Saved data entries
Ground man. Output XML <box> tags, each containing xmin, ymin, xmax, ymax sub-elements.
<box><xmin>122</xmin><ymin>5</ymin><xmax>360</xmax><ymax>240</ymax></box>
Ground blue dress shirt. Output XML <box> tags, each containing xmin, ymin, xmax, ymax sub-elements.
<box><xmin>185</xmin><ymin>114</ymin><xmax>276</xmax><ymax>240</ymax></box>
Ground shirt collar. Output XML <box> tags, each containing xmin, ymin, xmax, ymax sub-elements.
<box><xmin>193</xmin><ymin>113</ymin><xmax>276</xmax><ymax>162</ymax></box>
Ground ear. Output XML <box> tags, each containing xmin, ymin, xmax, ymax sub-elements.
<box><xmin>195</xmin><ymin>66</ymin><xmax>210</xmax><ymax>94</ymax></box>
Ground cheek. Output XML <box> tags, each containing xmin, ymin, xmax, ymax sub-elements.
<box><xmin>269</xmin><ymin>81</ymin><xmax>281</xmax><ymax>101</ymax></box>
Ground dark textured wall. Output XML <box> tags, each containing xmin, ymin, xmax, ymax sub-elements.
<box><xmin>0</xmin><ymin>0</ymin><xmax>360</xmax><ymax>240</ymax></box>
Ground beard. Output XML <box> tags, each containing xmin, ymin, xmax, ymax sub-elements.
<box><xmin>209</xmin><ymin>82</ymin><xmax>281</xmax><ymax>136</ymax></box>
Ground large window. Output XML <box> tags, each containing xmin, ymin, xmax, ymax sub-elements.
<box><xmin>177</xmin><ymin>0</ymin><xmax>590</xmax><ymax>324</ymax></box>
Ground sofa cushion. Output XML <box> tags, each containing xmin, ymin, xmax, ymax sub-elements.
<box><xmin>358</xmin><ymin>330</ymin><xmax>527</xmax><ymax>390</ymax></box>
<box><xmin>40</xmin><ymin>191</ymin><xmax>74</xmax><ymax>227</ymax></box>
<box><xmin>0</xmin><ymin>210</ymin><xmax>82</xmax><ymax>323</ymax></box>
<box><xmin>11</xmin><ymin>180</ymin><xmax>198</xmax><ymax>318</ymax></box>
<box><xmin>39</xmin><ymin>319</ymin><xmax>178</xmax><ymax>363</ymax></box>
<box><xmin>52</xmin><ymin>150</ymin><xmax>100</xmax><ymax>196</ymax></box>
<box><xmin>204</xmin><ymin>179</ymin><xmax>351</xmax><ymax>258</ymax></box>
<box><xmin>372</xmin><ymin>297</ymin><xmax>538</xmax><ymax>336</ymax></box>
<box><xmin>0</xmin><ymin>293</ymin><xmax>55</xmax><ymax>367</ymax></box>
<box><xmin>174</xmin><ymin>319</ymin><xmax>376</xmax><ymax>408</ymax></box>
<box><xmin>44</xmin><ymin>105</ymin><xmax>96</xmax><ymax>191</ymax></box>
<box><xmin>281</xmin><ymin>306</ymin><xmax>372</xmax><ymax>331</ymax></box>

• **Stated goal**
Give the listing above as a two-column CSV with the columns request and answer, one row per request. Put each request's text and its full answer in one quoted field each, with line breaks replaced by spaces.

• **Reply**
request,answer
"Ground man. Output XML <box> tags, each containing xmin, ymin, xmax, ymax sub-elements.","<box><xmin>122</xmin><ymin>5</ymin><xmax>360</xmax><ymax>240</ymax></box>"
"Ground blue dress shirt. Output XML <box> tags, each containing xmin, ymin, xmax, ymax sub-elements.","<box><xmin>185</xmin><ymin>114</ymin><xmax>276</xmax><ymax>240</ymax></box>"
"Ground shirt collar. Output XML <box> tags, each containing xmin, ymin, xmax, ymax sub-elements.","<box><xmin>193</xmin><ymin>113</ymin><xmax>276</xmax><ymax>162</ymax></box>"
"Ground ear. Output XML <box> tags, each containing xmin, ymin, xmax, ymax sub-elements.","<box><xmin>195</xmin><ymin>66</ymin><xmax>210</xmax><ymax>94</ymax></box>"
"Ground cheek. Output XML <box> tags, each containing xmin, ymin, xmax, ymax sub-elements.","<box><xmin>269</xmin><ymin>81</ymin><xmax>281</xmax><ymax>101</ymax></box>"
"Ground dark textured wall. Output XML <box> tags, each containing xmin, ymin, xmax, ymax sub-elements.","<box><xmin>0</xmin><ymin>0</ymin><xmax>360</xmax><ymax>240</ymax></box>"
"Ground beard. Output XML <box> tags, each containing xmin, ymin, xmax, ymax sub-elements.","<box><xmin>209</xmin><ymin>82</ymin><xmax>281</xmax><ymax>136</ymax></box>"
"Ground large window. Output XML <box> tags, each containing xmin, ymin, xmax, ymax sub-elements.","<box><xmin>177</xmin><ymin>0</ymin><xmax>590</xmax><ymax>324</ymax></box>"
"Ground sofa cushion. Output XML <box> tags, each containing xmin, ymin, xmax, ymax sub-elements.","<box><xmin>358</xmin><ymin>330</ymin><xmax>527</xmax><ymax>390</ymax></box> <box><xmin>40</xmin><ymin>191</ymin><xmax>74</xmax><ymax>227</ymax></box> <box><xmin>0</xmin><ymin>210</ymin><xmax>82</xmax><ymax>323</ymax></box> <box><xmin>11</xmin><ymin>180</ymin><xmax>198</xmax><ymax>318</ymax></box> <box><xmin>39</xmin><ymin>319</ymin><xmax>178</xmax><ymax>363</ymax></box> <box><xmin>52</xmin><ymin>150</ymin><xmax>100</xmax><ymax>196</ymax></box> <box><xmin>204</xmin><ymin>179</ymin><xmax>351</xmax><ymax>258</ymax></box> <box><xmin>372</xmin><ymin>297</ymin><xmax>538</xmax><ymax>336</ymax></box> <box><xmin>0</xmin><ymin>293</ymin><xmax>55</xmax><ymax>367</ymax></box> <box><xmin>174</xmin><ymin>319</ymin><xmax>376</xmax><ymax>408</ymax></box> <box><xmin>44</xmin><ymin>105</ymin><xmax>96</xmax><ymax>191</ymax></box> <box><xmin>281</xmin><ymin>306</ymin><xmax>372</xmax><ymax>331</ymax></box>"